_Directions_: An exact copy of the data is required, with no pictures in it.

(Source records)
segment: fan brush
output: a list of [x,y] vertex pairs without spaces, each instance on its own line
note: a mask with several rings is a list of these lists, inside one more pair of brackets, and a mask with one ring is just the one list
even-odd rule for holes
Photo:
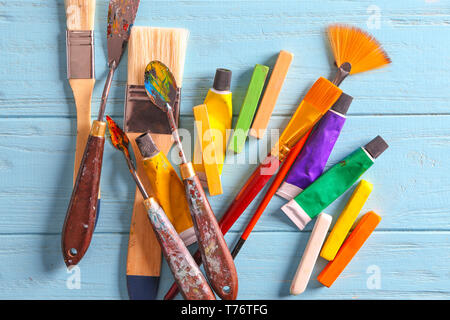
[[380,43],[360,28],[333,24],[327,29],[338,72],[333,80],[337,86],[349,75],[378,69],[391,63]]

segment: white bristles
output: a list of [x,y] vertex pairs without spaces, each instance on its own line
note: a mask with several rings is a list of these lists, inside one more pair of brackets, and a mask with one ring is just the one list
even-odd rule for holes
[[182,87],[189,31],[179,28],[133,27],[128,43],[128,85],[144,85],[147,64],[159,60]]
[[67,30],[94,30],[95,0],[65,0]]

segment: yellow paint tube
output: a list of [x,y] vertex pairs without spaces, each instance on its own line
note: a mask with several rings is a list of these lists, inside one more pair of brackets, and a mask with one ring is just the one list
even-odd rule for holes
[[320,252],[322,258],[331,261],[336,257],[339,248],[347,237],[364,203],[369,198],[372,189],[373,185],[366,180],[361,180],[358,184],[323,245]]
[[196,242],[183,182],[149,133],[136,138],[151,188],[175,230],[188,246]]
[[[227,149],[227,130],[231,129],[233,118],[232,93],[230,91],[231,71],[217,69],[214,77],[214,85],[209,89],[204,104],[208,111],[209,124],[211,126],[212,140],[216,148],[219,173],[222,173],[223,163]],[[195,142],[194,169],[203,187],[207,187],[207,178],[202,160],[200,143]]]

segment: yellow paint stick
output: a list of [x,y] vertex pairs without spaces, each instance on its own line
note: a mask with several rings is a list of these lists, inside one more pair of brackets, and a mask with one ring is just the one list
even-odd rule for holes
[[[218,159],[219,174],[222,174],[228,142],[227,131],[231,129],[233,119],[232,93],[230,91],[231,74],[231,70],[218,68],[214,76],[213,87],[209,89],[203,102],[208,111],[208,120],[212,130],[211,135]],[[207,187],[206,172],[201,153],[200,143],[197,140],[194,146],[193,165],[202,186]]]
[[331,261],[336,257],[372,189],[373,185],[366,180],[361,180],[358,184],[320,252],[322,258]]
[[208,191],[211,196],[222,194],[222,182],[220,181],[219,159],[214,145],[211,125],[209,123],[206,104],[192,108],[194,111],[195,125],[198,141],[202,150],[202,162],[205,169]]

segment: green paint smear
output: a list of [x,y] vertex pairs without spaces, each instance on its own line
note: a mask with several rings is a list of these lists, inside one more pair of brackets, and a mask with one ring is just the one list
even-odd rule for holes
[[373,160],[359,148],[335,164],[294,200],[313,219],[349,189],[373,165]]

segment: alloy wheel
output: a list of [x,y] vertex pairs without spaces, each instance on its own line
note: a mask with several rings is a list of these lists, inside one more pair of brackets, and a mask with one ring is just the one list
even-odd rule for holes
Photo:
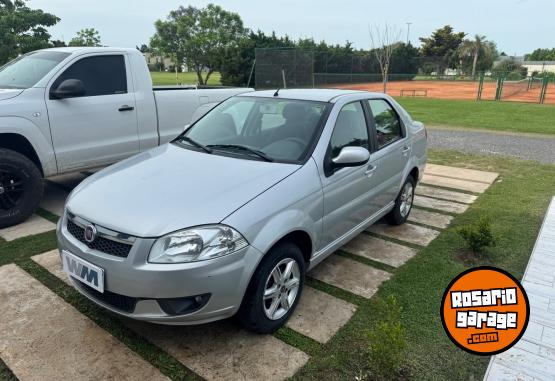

_Solution to this task_:
segment: fan brush
output: a list of [x,y] vertex pairs without spaces, each instance on its own line
note: a mask with several rings is a list of these lists, inside one more pair of brackets, and a mask with one ring is just the one list
even-odd rule for holes
Photo:
[[380,43],[360,28],[333,24],[327,29],[338,72],[333,80],[337,86],[349,75],[378,69],[391,63]]

segment: white bristles
output: a list of [x,y] vertex pairs without spaces, each instance on its own line
note: a mask with several rings is a list of these lists, inside one more pair of brackets, and a mask with one ring is just the one list
even-odd rule for holes
[[182,87],[189,31],[179,28],[133,27],[128,43],[128,85],[144,85],[147,64],[159,60]]
[[67,30],[94,30],[95,0],[65,0]]

segment: yellow paint tube
output: a list of [x,y] vertex pairs without spaces, each instance on its own line
note: a mask with several rings is a list of these lists, inside one more pair of brackets, and a mask with one ring is just the one list
even-odd rule for holes
[[320,252],[322,258],[331,261],[336,257],[339,248],[347,237],[364,203],[369,198],[372,189],[373,185],[366,180],[361,180],[358,184],[323,245]]
[[196,242],[183,182],[149,133],[136,138],[151,188],[175,230],[188,246]]
[[[227,149],[227,130],[231,129],[233,118],[232,93],[230,91],[231,71],[217,69],[214,77],[214,85],[209,89],[204,104],[208,111],[209,124],[211,126],[212,140],[216,148],[219,173],[222,173],[223,163]],[[195,142],[194,169],[203,187],[207,187],[207,178],[202,160],[200,143]]]

segment: yellow paint stick
output: a list of [x,y] vertex pairs without spaces, each instance on its own line
note: a mask with several rings is a list of these lists, inside one more pair of brackets, and a mask with one ring is just the one list
even-odd rule for holes
[[[218,159],[219,174],[222,174],[228,142],[227,131],[231,129],[233,119],[232,93],[230,91],[231,74],[231,70],[218,68],[214,76],[213,87],[209,89],[203,102],[208,111],[208,120],[212,130],[211,135]],[[207,187],[206,172],[201,153],[200,143],[197,140],[194,146],[193,165],[202,186]]]
[[331,261],[336,257],[372,189],[373,185],[366,180],[361,180],[358,184],[320,252],[322,258]]
[[208,191],[211,196],[222,194],[222,182],[220,181],[219,159],[214,145],[211,125],[209,123],[206,104],[192,108],[194,111],[195,125],[198,141],[202,150],[202,162],[205,169]]

segment: green paint smear
output: a list of [x,y] vertex pairs without spaces, each instance on its own line
note: a mask with several rings is a list of these lists, inside one more pair of brackets, and a mask with one ring is just the one list
even-odd rule for holes
[[373,160],[359,148],[335,164],[294,200],[313,219],[349,189],[373,165]]

segment: alloy wheel
output: a list of [x,y] vertex pairs without spaces, each instance on its own line
note: a mask with several rings is a list of these lists, inside one more pair of brackets, and a mask with one ring is just the one list
even-odd rule for holes
Photo:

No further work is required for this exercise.